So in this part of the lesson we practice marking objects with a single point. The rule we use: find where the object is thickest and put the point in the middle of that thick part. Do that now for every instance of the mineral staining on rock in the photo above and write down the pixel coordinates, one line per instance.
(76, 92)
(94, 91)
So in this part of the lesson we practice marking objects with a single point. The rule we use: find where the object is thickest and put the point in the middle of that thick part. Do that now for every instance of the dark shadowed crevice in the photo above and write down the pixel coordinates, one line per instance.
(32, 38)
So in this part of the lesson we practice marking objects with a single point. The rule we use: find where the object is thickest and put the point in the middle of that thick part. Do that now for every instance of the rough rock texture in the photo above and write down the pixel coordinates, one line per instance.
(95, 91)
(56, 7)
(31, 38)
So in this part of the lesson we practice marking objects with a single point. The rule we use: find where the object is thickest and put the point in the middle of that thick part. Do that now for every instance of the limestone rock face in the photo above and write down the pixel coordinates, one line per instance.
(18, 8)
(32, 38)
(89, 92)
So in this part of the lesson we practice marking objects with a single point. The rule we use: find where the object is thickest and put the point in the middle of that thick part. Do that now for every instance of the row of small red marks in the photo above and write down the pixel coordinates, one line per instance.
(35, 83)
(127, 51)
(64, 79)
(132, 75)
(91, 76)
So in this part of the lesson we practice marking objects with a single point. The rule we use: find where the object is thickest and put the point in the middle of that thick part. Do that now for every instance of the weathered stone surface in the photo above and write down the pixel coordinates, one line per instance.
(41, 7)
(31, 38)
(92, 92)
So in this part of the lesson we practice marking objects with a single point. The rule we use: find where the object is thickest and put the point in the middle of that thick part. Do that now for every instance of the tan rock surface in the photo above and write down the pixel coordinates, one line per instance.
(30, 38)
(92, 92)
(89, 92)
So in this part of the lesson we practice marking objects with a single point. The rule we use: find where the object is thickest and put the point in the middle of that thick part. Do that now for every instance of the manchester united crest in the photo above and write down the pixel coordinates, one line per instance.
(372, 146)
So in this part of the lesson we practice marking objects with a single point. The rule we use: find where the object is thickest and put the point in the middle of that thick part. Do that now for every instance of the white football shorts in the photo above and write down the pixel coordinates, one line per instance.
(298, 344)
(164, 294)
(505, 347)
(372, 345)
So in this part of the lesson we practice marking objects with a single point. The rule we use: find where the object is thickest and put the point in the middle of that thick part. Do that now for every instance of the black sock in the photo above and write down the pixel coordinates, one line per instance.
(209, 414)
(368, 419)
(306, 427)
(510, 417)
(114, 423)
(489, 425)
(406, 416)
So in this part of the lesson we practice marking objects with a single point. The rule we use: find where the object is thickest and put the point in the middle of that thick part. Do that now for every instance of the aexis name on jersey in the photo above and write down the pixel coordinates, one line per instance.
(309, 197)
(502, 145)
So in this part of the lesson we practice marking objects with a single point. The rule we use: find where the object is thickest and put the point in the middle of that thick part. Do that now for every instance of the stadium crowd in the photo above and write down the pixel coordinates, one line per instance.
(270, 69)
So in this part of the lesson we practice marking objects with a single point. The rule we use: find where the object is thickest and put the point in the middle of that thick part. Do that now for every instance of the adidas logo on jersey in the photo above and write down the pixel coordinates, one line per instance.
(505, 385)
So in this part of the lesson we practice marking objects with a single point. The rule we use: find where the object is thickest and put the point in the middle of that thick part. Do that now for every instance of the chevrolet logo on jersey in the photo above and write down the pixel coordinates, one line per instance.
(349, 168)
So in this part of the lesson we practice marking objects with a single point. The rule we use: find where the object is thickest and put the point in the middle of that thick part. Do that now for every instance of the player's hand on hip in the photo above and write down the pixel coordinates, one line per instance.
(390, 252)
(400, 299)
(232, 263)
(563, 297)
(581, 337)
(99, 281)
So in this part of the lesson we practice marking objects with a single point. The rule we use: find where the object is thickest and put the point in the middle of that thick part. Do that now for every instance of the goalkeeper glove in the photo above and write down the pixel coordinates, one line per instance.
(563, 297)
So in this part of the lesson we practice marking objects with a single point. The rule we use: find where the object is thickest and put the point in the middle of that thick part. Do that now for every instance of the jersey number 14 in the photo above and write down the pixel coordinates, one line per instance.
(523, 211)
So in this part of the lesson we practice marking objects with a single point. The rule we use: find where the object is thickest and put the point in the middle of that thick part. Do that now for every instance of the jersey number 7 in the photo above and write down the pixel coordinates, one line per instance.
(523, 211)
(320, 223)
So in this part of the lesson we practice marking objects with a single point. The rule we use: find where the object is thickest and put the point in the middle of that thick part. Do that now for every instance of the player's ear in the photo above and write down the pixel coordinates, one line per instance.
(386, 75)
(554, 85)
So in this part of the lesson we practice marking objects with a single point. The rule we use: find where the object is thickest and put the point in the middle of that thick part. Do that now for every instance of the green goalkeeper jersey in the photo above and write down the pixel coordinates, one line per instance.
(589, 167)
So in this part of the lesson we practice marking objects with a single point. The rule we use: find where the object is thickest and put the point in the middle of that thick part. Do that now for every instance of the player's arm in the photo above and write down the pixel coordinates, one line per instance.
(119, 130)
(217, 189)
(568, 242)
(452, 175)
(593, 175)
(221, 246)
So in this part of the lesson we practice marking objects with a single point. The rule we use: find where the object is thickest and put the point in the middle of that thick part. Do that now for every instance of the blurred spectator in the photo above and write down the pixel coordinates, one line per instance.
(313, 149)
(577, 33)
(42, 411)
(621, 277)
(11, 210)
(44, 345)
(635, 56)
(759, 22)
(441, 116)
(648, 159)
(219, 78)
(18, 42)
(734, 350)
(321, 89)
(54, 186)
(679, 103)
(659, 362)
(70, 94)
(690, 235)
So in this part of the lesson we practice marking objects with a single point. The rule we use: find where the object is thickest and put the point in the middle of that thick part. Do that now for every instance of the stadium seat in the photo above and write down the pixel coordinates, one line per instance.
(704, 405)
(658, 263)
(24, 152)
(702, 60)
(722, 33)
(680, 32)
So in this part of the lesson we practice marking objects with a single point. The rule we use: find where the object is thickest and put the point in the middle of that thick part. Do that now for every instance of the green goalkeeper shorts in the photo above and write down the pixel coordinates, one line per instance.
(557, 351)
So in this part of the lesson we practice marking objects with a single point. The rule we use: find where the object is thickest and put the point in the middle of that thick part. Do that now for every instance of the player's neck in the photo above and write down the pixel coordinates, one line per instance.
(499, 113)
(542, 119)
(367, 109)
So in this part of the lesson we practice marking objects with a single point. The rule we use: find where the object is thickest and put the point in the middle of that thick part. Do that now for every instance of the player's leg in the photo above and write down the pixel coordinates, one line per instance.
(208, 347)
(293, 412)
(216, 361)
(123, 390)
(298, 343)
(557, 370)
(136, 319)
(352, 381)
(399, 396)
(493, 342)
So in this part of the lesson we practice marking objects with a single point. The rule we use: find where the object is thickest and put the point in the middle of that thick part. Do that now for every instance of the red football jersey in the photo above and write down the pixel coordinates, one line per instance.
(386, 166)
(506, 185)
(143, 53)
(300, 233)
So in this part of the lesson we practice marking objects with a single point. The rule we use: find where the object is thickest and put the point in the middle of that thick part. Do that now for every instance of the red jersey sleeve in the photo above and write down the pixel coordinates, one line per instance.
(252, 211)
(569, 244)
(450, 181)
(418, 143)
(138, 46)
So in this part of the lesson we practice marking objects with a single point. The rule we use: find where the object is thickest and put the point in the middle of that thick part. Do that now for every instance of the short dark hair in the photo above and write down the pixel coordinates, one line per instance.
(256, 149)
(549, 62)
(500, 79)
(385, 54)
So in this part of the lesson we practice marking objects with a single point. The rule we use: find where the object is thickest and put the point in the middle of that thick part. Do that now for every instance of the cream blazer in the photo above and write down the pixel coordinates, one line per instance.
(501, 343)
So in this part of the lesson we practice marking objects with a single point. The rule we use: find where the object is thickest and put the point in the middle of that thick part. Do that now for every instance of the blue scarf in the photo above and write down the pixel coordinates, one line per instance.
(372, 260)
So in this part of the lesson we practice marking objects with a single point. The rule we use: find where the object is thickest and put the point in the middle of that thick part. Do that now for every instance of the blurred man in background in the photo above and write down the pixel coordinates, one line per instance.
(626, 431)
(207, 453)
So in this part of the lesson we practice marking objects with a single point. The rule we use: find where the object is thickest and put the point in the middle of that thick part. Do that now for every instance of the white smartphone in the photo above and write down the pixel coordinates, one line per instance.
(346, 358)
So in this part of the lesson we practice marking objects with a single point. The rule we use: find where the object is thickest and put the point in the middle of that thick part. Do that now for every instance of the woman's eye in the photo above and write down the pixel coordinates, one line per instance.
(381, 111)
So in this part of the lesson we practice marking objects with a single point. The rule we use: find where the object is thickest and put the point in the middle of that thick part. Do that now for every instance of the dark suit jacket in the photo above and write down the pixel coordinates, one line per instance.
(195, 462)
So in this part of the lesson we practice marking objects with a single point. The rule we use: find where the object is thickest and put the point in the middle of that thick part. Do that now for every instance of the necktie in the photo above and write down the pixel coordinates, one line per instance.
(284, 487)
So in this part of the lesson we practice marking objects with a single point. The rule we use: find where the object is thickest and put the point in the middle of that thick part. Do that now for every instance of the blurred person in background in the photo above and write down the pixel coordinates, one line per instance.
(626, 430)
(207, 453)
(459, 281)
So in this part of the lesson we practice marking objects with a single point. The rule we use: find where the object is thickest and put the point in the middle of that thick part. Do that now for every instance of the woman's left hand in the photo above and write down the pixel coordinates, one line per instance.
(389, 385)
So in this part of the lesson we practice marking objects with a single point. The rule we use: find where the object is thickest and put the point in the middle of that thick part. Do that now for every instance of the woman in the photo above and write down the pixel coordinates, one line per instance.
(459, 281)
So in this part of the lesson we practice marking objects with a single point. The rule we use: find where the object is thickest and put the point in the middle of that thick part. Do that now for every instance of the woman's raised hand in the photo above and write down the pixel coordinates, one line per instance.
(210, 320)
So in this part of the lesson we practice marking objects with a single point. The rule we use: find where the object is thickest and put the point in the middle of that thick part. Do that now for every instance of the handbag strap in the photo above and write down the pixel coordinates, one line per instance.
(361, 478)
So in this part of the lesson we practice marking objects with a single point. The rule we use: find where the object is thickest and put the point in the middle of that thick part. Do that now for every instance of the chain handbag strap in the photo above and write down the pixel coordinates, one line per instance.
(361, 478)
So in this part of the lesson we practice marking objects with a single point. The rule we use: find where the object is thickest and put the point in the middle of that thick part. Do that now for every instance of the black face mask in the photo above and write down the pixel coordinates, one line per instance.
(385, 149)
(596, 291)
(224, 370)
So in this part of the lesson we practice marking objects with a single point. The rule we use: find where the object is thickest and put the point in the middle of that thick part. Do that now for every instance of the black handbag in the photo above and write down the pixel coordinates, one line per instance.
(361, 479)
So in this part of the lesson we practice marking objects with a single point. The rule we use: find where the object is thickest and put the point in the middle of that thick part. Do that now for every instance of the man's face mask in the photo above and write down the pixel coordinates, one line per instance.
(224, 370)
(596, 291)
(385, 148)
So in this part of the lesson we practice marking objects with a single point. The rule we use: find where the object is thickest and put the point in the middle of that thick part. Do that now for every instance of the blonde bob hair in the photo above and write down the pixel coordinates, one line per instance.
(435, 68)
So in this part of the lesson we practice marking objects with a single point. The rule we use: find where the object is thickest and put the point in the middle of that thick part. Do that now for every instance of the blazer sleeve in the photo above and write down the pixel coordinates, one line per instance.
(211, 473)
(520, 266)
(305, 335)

____

*WHAT IS NEEDED*.
Beginning with the line that contains "of the man's", repeat every line through the end of the records and nothing more.

*TASK ANSWER*.
So in this part of the lesson we practice marking objects with a single point. The rule we use: find where the object is thickest and put the point in the middle of that thick part. Do that now for every instance of the man's face mask in the photo above and write down the pixel coordinates, one line per instance.
(224, 370)
(596, 291)
(385, 148)
So in this part of the lesson we practice marking objects with a single point. The rule we use: find where the object is thickest and put the point in the middle of that thick part. Do that now for every instance of the blonde bob hair in the photo above and write down the pixel coordinates, one line per instance.
(435, 68)
So in this part of the lesson we practice marking objects with a single point. The rule we use: find where the object is thickest and put the point in the middle of that thick part. Do that now for every instance of the blazer sleeve in the photo above and write down the pixel coordinates, one line per instance.
(211, 473)
(520, 266)
(305, 335)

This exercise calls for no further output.